Recorded data:
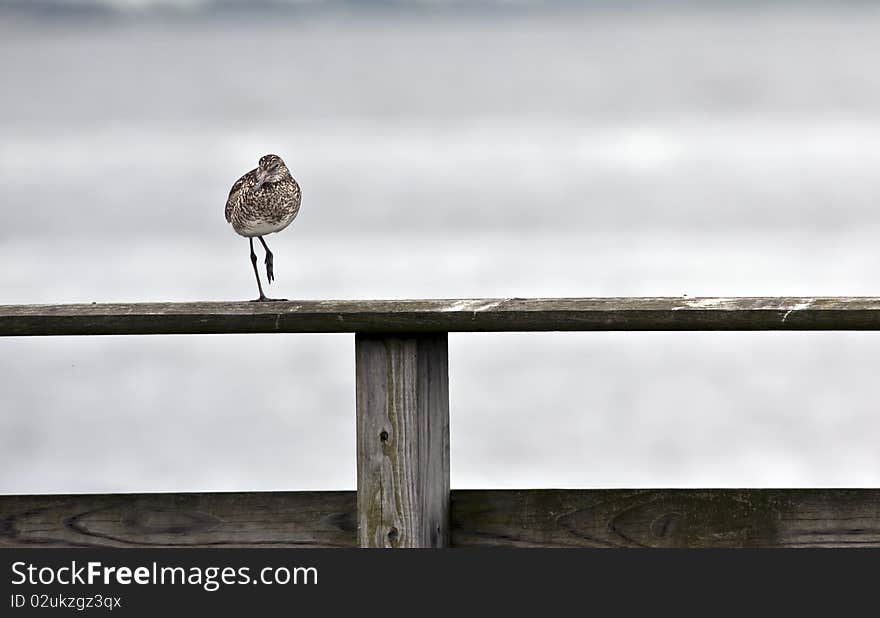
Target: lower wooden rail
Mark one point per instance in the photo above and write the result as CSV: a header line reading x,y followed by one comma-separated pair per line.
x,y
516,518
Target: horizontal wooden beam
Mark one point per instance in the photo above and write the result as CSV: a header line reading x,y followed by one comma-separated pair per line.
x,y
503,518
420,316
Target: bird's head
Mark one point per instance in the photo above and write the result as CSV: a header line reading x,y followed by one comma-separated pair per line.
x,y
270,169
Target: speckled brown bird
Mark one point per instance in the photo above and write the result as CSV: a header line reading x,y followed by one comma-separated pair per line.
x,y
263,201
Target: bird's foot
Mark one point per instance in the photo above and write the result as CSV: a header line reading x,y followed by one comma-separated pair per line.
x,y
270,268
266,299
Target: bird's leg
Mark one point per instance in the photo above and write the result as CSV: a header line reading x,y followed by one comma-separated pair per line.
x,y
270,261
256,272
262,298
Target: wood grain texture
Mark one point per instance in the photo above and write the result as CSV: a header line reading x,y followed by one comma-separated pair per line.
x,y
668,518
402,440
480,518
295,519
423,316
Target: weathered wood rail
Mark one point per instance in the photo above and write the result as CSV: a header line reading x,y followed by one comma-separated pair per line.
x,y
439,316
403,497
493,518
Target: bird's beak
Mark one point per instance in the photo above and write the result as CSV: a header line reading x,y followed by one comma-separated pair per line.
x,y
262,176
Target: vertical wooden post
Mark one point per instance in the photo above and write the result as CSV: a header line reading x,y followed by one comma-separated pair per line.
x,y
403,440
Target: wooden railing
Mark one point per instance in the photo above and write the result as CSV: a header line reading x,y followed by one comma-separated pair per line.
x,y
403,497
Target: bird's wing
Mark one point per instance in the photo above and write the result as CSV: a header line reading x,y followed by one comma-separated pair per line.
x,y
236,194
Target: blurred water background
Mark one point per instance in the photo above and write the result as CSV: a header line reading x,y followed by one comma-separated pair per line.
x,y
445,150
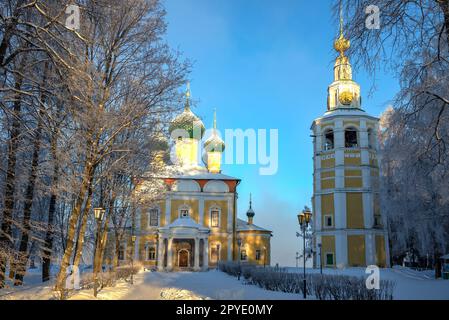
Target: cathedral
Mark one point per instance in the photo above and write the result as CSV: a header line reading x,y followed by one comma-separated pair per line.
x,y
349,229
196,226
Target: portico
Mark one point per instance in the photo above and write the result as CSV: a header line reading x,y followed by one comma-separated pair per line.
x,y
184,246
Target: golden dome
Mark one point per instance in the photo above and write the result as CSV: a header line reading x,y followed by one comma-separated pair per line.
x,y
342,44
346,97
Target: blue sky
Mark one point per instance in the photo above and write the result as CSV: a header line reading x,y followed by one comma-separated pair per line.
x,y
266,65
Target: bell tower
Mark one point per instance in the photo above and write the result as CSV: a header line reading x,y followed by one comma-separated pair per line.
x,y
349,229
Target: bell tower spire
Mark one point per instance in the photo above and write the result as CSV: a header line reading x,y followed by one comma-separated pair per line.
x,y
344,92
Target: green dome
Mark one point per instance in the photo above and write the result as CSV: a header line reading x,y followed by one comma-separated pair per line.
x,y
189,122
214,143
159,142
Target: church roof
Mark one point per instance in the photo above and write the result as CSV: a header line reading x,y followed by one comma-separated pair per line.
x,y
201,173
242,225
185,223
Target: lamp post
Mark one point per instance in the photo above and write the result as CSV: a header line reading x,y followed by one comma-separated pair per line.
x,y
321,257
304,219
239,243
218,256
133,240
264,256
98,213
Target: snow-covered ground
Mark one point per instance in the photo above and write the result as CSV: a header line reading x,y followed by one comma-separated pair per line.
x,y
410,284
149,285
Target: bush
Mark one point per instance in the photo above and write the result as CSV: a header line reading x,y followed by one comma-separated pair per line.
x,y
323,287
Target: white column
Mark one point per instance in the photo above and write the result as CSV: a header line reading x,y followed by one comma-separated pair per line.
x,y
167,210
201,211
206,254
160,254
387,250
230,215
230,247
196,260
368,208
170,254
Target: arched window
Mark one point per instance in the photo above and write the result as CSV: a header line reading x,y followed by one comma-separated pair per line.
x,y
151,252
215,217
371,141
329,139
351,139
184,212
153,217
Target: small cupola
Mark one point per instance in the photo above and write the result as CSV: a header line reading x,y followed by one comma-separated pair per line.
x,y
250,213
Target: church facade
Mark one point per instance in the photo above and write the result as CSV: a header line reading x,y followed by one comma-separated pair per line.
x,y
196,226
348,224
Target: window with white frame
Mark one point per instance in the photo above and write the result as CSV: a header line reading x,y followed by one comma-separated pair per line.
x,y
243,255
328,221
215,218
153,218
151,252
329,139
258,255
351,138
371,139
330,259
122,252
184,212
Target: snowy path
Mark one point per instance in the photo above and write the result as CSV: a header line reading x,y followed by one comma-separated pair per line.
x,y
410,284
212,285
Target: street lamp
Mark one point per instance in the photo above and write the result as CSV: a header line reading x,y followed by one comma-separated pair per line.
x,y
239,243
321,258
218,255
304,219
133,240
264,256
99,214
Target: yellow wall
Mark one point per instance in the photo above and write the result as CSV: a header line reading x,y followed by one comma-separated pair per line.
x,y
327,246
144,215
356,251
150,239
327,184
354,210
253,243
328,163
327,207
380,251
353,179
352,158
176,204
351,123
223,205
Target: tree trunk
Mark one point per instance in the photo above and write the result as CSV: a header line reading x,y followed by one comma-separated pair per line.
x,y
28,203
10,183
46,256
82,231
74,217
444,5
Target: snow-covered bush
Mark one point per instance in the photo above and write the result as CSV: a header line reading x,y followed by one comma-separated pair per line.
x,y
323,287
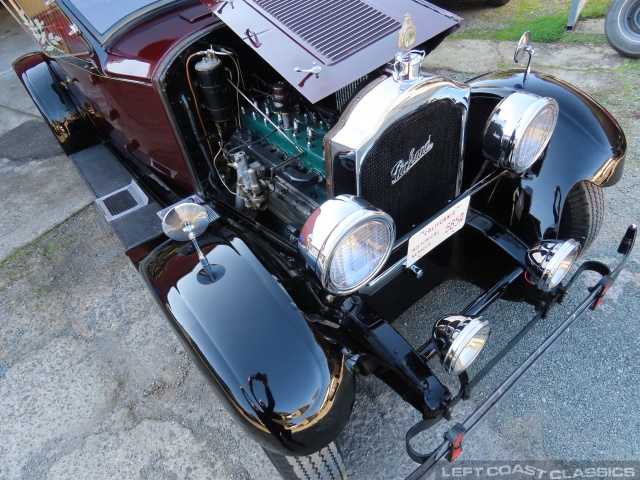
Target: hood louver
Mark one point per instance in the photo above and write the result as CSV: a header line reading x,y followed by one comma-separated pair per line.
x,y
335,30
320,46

Problem to work on:
The records above need to be given again exactly. Omit the pictures.

Solution for this problem:
Target: lower wooden rail
Mark one point per instance in the photo above and write the result as CSV: a header line reading x,y followed by one comma-separated pair per line.
x,y
516,518
Target: horizontal wooden beam
Mark one point per instance in the photo above and write the result as CSV: a header line reading x,y followed by one comma-separated pair per line.
x,y
503,518
420,316
Target: bird's head
Mark one point per instance in the photo above and write the result as CSV: a header line reading x,y followed by one comma-separated pair per line.
x,y
270,169
Target: speckled brown bird
Mark one point per instance in the photo above and write the result as CSV: a header line reading x,y followed by one comma-separated pair per line.
x,y
263,201
Target: bird's foot
Mark one point per instance in the photo above and write the result as CSV: a header line reading x,y followed by one comma-separated pair per line.
x,y
270,268
266,299
Target: bird's leg
Mark one point per instance in the photo above and write the result as CSV: a header line reading x,y followed by one comma-separated pair per line.
x,y
270,261
256,272
262,298
Target: wood grain texture
Mark one point per instance in the photo above and write the result as CSV: a header line reading x,y followed by one comma-separated pair per line.
x,y
668,518
402,440
480,518
295,519
423,316
Target: weathered wood rail
Mark one point per instance in the photo above and write the result as CSV: a header line reading x,y followed by one comma-separated pair per line.
x,y
439,316
403,497
493,518
Target: bird's beak
Mark one point per instance in the photo above and write the result as CSV: a header line reading x,y followed by one comma-separated pair per line.
x,y
262,176
Target: vertical wooden post
Mark one point per instance in the photo above and write the result as CSV: a header line reading x,y followed by one comma-separated pair per line.
x,y
403,440
Target: wooden railing
Mark one point per instance in the photo above and write the result as CSV: a header line reading x,y followed by one comma-separated pair per line.
x,y
403,497
Target: bird's wing
Mark one point per instance in the photo above and write the result as CSV: a header line reading x,y followed by one comma-separated pair per line.
x,y
236,194
Target: blurred water background
Mark one point per instance in the photo above and write the result as CSV: a header line reading x,y followed by one comma-separated pair per line.
x,y
445,150
Target: cathedral
Mark one point per instance in the photo above and write the result as CSV: a header line reading x,y followed by one comma-separated pair per line.
x,y
349,229
196,226
Target: portico
Mark one point per instance in the photo above and write the result as CSV: a header line reading x,y followed by one comma-separated pair per line.
x,y
184,246
Target: golden dome
Mark one point per instance in the photo above and write the result as CSV: a header line reading x,y followed by one comma-separated pair per line.
x,y
342,44
346,97
Target: blue sky
Mark one point per instance in the photo above and write the result as CSV: a header line reading x,y followed by one comma-separated pair per line.
x,y
266,65
Target: bell tower
Mark one point per instance in the photo above and write the result as CSV: a header line reading x,y followed by one comma-separated pair per line.
x,y
349,229
Target: bell tower spire
Mark one point per instance in the photo above and write the result as CSV: a header line reading x,y followed by one comma-separated pair per line.
x,y
344,92
Target: green dome
Mark one point per instance in the photo above and write the result as CSV: a header line reading x,y followed by one comma-separated pair per line.
x,y
189,122
214,143
159,142
Target: church roof
Mark one point per instance in the photo above and write the result as CSV: a header line reading x,y followed by one comma-separated pair per line.
x,y
201,173
242,225
185,223
Target: lamp post
Mark one point per instance in the photo above and write the result as CSV: a header line reading x,y followed by one comma-separated pair per line.
x,y
321,257
304,219
239,243
218,256
133,240
264,256
98,213
Target: snow-covered ground
Mark one point per instance in the photo above and write the result as CSV: a header line reading x,y followed by one comma-separated pair per line.
x,y
410,284
149,285
Target: bush
Mark one point per instance in the photo above and write the result as CSV: a header line reading x,y followed by one comma-separated pair per line.
x,y
323,287
Target: white column
Mark one point per instance in the photo above and write the result as CSV: a header line reading x,y followed by one comma-separated pair per line.
x,y
167,210
201,211
206,254
160,254
387,250
230,215
230,247
196,260
368,208
170,254
Target: arched window
Mark one point per instance in the photo above and write the result as CSV: a header line reading x,y followed by one comma-separated pair per line.
x,y
151,252
215,217
371,141
329,139
351,139
184,212
153,217
Target: small cupola
Mark one point per instance in the photo above and write the result as CSV: a header line reading x,y followed by one comma-separated pair per line.
x,y
250,213
Target: church facade
Mark one point per instance in the photo above and write the result as CSV: a header line reading x,y followed by one comma-separated pair per line.
x,y
196,226
348,224
Target: window with white frame
Mark one point per instance in the photo above and write the result as CSV: a header line reading x,y followed by one comma-separated pair per line.
x,y
243,255
328,221
215,218
153,218
151,252
329,139
258,255
351,138
371,139
330,259
122,252
184,212
Target: snowy path
Mark one point per instance in the photo above and write the result as CSV: a header line reading x,y followed by one comma-separated pair per line.
x,y
410,284
212,285
Target: street lamp
Mark one point per instance in the photo above and write the result as CSV: a header line reading x,y followed by one comma-separated pair per line.
x,y
239,243
321,258
218,255
304,219
133,240
264,256
99,214
Target: yellow wall
Mark one point per instance in the photo above and write the result as CSV: a header line reading x,y followed by one comma-separated pair per line.
x,y
327,246
144,215
356,251
150,239
327,184
354,210
253,243
328,163
327,207
380,251
353,179
352,158
176,204
351,123
223,205
Target: tree trunk
Mark one point per instance in the photo above and write the result as CSV: a header line reading x,y followed by one comma-separated pair per line.
x,y
28,203
10,183
46,256
82,231
74,217
444,5
Target: snow-covered bush
Mark one point per instance in the photo above and write the result as CSV: a header line reading x,y followed by one comma-separated pair per line.
x,y
323,287
Target: hood louver
Mark one point per instance in the photo above and write the result as CSV: a header line reading x,y followed by one comma-separated pair per line.
x,y
335,30
320,46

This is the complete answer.